* Begin Source text *

Googy said:
Hi friends!!
As we know that the input parameters in a function is fixed when the
function is defined but how does printf processes variable number of
input arguments ?
For example:
1. printf("Hey! how are you"); /*No. of arguments = 1*/
2. printf("Sum of %d and %d is %d",a,b,c"); /* No. of arguments = 4*/
I know it uses three macros va_start, va_arg, va_list ; but i don't
know how the stuff actually works...
Please explain.
Thanks in advance!!
Gaurav
Easy one first.
If you take one vanilla implementation, like 32 bit windows
or 32 bit linux you have:
o A pointer to the start of the stack area where parameters are pushed
The macro va_start sets the va_list variable to point of the start
of the argument stack area.
o Then, each time you take out something from the va_list you increase
that pointer by sizeof(type) with appropiate rounding to a word size.
More difficult one:
Under the windows 64 operating system the first 4 arguments are
passed with the registers, no pushing into the stack. The above schema
would not work at all. Then, the va_list must point to a structure
where you have several pointers. One to the stack area where the
registers are saved, to pull possible values from them, then, a
pointer to the stack area where the arguments 5th to N are stored.

* End Source text *

Jobs ->
**1)** Name the three macros that the asker in the printf forum post says printf uses.
**2)** According to the printf forum post, how are the first four arguments passed under the Windows 64 operating system?
**3)** Continue the printf forum post after its final sentence.

* Begin Excerpted records *

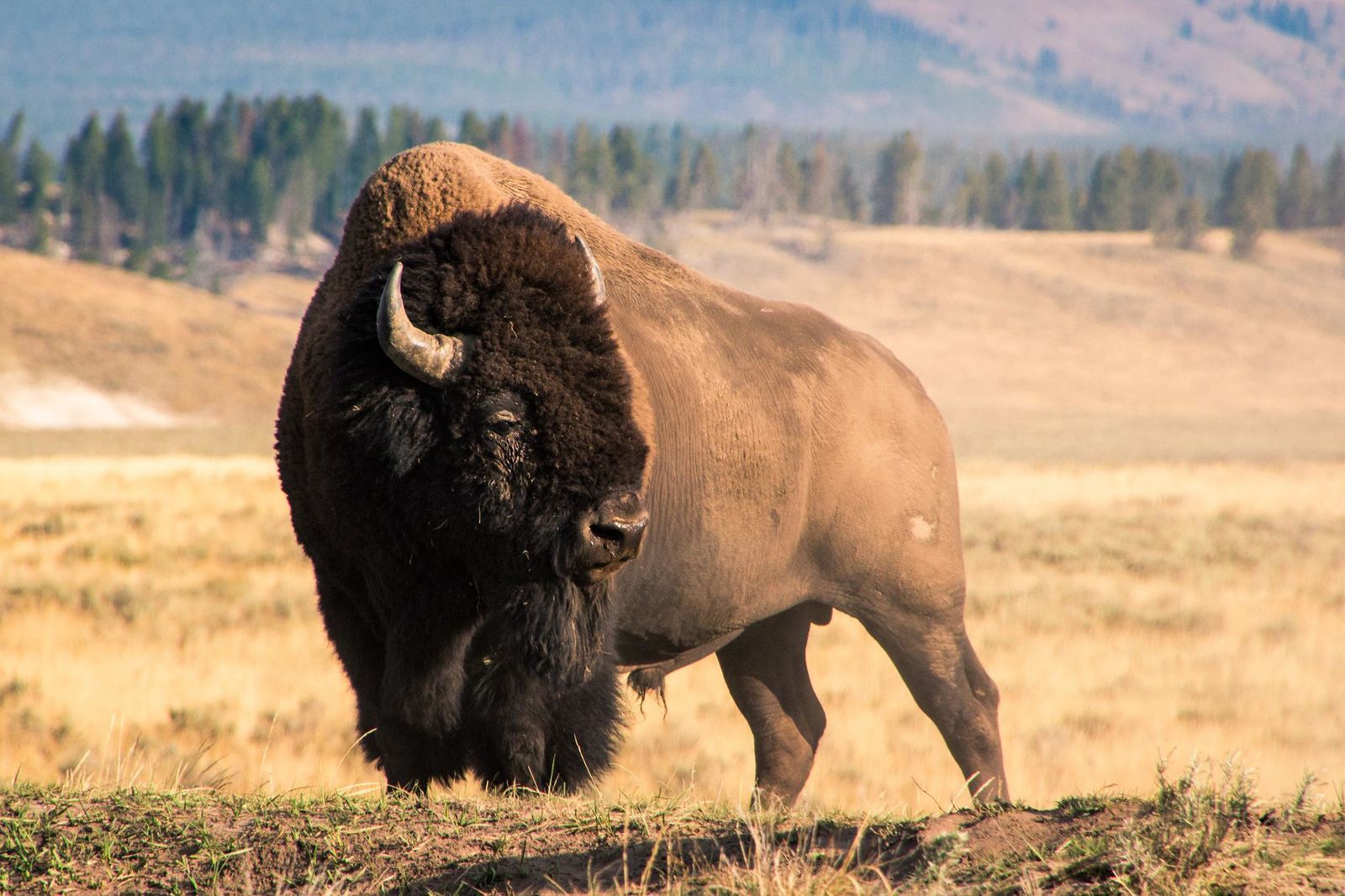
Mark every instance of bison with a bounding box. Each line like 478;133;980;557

* End Excerpted records *
* Begin Excerpted records *

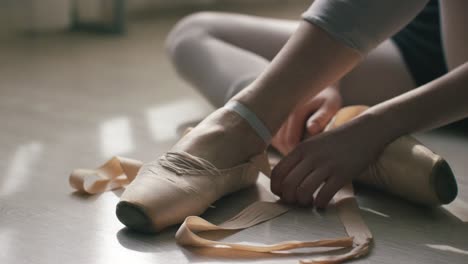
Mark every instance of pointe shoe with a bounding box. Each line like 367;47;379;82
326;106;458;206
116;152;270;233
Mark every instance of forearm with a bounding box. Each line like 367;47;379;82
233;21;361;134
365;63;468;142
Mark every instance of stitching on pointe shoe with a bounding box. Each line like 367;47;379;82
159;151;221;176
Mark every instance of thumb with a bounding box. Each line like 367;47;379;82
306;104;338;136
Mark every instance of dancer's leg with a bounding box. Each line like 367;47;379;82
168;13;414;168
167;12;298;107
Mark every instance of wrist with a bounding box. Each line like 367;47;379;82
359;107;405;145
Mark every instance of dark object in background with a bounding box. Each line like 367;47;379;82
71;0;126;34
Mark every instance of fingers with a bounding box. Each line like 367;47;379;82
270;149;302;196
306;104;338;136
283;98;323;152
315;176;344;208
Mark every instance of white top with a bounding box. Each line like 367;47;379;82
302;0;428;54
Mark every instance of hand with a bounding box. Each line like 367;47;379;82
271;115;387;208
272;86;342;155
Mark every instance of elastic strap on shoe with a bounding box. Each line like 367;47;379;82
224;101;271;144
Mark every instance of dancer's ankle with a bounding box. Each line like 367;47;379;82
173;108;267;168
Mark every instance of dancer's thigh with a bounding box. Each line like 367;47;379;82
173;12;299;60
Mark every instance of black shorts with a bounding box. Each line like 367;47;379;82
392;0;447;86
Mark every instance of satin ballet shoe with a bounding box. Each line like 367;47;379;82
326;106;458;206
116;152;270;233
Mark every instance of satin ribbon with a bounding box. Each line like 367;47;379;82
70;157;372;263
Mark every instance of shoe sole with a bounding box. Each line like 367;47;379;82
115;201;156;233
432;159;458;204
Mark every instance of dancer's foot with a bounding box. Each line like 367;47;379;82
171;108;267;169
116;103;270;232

* End Excerpted records *

Final answers ->
**1)** va_start, va_arg, va_list

**2)** They are passed in registers, without being pushed onto the stack.

**3)**
Interesting bugs can happen when you forget the 32 bytes of stack
offset that windows reserves, and the fact that floating point
registers are pulled from the SSE registers and integer/pointer
arguments are pulled from the integer registers.
Phew... took me a while.
HELL:
Absolute hell is of course, linux 64 bits. In that system, up
to 8 integer arguments can be passed in the integer registers,
up to 8 arguments can be passed in the floating point registers,
and the rest is passed in the stack... So, instead of just
looking at a single register save area you have to look to 2 of them
and maintain pointers to each one. Each pointer is incremented
independently, to the contrary of windows.
This is of course much more efficient schema than windows, but it is
pure hell for the compiler writer. Took me like a month of bug
after bug after bug.
For instance, structures are normally always passed in the stack, unless
they are smaller than a word...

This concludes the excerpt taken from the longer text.